Scan the lines below for the string "trailer" and copy every one that has it.

==== RECORD EXCERPTS

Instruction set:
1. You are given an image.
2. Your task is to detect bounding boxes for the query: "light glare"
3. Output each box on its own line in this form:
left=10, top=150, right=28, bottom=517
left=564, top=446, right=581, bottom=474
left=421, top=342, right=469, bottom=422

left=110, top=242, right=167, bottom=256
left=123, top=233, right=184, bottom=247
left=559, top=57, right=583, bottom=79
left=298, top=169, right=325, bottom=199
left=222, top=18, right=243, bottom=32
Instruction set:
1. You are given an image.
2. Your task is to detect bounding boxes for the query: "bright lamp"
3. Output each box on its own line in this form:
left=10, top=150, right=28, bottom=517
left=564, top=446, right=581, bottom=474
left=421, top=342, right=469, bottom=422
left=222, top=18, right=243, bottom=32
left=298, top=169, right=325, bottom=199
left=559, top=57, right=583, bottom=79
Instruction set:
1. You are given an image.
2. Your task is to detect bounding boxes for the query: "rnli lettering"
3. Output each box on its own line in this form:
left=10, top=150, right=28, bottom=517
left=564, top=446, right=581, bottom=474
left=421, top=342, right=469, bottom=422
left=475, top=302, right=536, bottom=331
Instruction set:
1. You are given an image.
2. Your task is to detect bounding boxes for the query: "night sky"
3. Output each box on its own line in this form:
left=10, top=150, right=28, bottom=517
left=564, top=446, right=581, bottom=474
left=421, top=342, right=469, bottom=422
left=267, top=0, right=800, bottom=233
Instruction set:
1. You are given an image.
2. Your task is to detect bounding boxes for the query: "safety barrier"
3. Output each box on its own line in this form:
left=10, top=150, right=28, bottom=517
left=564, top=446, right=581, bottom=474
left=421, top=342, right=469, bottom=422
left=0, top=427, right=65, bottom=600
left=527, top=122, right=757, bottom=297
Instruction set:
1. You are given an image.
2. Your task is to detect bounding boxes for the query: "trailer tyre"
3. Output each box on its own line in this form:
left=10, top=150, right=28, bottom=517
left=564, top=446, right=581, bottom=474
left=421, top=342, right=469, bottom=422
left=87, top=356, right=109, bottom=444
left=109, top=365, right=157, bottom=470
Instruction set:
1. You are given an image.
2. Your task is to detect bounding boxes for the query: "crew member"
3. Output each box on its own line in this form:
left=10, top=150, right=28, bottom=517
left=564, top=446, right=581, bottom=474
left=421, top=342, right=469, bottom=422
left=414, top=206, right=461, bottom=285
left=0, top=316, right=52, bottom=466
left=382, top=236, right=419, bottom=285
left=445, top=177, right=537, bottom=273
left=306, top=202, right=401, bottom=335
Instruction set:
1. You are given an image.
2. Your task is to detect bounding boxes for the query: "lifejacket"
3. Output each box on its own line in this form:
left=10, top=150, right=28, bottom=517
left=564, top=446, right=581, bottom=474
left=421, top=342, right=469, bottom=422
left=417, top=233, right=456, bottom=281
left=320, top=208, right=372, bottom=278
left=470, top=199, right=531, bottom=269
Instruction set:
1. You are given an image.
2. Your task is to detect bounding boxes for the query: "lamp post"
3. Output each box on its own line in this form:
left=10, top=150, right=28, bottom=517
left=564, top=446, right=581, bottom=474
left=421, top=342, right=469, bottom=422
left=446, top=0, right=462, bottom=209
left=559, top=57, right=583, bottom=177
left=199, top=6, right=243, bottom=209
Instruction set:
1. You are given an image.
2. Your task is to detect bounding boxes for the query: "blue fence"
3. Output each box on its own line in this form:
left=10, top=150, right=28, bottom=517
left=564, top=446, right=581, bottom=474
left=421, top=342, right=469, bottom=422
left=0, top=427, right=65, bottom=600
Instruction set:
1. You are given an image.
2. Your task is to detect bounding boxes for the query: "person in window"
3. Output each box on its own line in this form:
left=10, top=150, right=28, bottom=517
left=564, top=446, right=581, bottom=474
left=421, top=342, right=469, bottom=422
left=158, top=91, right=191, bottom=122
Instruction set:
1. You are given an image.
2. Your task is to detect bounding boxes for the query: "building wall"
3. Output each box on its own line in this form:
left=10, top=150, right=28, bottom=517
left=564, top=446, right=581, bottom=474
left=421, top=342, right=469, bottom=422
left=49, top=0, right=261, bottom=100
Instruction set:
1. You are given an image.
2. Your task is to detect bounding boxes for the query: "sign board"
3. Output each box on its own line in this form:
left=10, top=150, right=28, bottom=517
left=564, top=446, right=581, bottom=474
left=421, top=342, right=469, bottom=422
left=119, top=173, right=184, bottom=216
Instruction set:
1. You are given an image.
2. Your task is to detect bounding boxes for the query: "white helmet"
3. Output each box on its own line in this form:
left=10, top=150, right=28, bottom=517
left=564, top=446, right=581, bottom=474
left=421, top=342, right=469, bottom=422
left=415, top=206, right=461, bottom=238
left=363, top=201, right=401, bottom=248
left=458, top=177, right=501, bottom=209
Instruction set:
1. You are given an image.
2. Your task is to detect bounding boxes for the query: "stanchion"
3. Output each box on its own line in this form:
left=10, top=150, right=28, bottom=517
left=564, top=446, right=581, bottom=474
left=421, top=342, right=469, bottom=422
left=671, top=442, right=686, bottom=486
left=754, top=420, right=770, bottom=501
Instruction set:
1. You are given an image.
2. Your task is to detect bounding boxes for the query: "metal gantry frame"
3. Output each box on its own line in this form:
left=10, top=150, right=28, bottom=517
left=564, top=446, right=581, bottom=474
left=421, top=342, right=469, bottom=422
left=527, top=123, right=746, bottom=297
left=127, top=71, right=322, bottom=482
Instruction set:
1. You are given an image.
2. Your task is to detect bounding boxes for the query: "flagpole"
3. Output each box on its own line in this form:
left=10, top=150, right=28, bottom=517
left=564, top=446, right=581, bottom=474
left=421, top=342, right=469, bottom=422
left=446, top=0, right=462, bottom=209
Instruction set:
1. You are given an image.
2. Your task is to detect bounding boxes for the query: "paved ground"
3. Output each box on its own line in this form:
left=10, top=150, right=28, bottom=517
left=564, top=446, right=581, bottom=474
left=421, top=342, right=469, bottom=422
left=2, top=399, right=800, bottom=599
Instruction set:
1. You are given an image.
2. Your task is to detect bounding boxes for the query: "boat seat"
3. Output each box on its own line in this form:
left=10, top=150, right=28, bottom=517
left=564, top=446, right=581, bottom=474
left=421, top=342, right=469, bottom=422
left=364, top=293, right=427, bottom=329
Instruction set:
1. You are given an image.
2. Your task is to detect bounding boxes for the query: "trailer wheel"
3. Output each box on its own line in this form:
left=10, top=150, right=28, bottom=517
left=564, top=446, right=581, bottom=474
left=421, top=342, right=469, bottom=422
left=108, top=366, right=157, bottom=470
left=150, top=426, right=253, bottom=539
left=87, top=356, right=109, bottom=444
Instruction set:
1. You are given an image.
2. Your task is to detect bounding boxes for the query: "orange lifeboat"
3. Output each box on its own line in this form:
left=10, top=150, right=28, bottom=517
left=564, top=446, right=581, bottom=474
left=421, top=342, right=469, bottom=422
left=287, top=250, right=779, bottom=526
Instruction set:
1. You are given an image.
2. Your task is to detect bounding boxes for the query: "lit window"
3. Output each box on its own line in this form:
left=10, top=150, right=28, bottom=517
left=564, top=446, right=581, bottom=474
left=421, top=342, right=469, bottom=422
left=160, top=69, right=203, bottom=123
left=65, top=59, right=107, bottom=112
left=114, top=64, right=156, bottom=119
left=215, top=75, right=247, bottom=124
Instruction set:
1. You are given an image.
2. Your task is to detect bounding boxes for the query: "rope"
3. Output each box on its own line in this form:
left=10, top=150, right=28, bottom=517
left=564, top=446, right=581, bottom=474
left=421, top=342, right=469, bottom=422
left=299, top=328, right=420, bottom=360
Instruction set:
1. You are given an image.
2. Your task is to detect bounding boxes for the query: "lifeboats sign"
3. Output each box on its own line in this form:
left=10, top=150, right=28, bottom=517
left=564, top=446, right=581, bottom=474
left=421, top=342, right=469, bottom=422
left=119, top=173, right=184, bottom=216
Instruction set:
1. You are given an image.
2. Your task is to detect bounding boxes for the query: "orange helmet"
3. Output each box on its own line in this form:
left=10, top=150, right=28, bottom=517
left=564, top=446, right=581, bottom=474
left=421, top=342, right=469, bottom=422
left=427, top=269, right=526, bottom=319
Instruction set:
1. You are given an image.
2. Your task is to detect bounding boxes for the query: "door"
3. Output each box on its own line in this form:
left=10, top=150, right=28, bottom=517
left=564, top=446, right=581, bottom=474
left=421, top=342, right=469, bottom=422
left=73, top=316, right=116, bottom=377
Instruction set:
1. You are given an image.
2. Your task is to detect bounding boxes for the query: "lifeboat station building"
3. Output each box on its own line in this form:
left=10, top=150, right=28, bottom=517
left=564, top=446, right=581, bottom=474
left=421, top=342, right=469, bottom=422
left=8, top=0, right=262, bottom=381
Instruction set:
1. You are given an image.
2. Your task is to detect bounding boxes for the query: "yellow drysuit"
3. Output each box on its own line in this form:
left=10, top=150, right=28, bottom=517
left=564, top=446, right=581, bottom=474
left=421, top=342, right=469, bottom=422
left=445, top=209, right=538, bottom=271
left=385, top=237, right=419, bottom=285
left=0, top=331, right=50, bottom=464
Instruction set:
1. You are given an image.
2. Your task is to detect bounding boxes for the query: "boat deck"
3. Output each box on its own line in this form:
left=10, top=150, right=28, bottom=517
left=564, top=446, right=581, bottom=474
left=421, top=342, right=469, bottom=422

========
==== RECORD EXCERPTS

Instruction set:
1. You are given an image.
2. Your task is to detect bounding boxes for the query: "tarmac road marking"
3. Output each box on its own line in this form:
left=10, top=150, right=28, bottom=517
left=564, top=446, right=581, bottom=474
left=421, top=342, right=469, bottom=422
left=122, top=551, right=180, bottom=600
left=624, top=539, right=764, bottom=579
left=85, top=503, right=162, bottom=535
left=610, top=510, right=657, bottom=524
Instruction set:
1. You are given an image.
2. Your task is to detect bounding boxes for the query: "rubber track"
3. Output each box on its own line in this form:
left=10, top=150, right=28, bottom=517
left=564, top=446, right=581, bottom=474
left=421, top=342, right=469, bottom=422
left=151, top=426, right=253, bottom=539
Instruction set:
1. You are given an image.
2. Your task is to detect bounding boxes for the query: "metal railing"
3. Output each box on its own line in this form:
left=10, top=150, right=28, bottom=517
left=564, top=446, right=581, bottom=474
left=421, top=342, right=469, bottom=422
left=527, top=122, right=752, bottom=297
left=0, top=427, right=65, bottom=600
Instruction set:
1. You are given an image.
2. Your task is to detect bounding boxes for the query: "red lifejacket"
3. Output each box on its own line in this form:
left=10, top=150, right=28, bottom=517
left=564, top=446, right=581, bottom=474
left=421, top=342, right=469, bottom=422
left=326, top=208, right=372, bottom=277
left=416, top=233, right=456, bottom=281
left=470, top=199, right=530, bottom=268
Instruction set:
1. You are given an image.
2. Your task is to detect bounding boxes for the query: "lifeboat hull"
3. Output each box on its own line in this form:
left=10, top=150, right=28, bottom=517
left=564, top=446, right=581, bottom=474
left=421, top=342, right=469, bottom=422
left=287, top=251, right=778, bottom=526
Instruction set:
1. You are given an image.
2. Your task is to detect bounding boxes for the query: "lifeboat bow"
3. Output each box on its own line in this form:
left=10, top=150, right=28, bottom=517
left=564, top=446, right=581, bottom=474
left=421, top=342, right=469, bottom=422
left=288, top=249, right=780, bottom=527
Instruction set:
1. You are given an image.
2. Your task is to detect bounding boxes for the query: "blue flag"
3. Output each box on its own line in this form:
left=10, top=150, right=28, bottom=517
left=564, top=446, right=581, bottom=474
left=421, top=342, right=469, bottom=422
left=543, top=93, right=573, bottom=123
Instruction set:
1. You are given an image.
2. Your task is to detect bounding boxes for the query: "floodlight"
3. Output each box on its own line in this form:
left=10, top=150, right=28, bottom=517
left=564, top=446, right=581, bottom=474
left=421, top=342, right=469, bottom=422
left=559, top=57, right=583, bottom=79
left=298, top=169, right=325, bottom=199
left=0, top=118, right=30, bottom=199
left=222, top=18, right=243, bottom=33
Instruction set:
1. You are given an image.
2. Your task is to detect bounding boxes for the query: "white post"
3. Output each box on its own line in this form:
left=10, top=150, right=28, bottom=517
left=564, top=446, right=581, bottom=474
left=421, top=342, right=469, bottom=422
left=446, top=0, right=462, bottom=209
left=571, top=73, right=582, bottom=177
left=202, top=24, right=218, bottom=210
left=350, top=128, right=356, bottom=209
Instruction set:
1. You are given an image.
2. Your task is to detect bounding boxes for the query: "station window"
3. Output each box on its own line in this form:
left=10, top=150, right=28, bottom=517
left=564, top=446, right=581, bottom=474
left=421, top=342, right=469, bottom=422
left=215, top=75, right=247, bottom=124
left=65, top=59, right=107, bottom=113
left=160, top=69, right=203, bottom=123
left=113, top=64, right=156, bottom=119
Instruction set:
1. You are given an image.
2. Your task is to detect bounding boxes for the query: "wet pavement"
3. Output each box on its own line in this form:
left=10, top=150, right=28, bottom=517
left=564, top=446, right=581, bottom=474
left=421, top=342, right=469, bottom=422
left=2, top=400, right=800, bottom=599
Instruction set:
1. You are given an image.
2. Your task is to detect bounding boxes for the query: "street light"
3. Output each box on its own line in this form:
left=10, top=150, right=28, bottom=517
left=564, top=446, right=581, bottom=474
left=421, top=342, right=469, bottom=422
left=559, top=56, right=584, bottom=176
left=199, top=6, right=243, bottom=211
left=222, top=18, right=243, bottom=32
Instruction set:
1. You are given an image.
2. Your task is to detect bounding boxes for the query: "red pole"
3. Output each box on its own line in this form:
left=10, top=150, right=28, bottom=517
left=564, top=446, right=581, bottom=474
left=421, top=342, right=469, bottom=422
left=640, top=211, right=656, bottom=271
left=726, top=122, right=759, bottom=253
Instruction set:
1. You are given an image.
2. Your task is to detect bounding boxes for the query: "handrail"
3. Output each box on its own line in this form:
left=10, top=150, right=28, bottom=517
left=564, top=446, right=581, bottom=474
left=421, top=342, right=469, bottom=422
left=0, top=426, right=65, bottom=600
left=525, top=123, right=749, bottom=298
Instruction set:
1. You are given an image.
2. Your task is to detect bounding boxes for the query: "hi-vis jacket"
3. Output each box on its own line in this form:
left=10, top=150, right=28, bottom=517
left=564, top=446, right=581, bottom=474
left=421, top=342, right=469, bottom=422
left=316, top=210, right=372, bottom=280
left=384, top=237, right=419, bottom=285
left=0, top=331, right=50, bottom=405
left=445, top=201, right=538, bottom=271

========

> **RESPONSE**:
2. Your task is to detect bounding boxes for the query: "trailer tyre"
2. Your task is to detect bounding boxes for the query: "trailer wheel"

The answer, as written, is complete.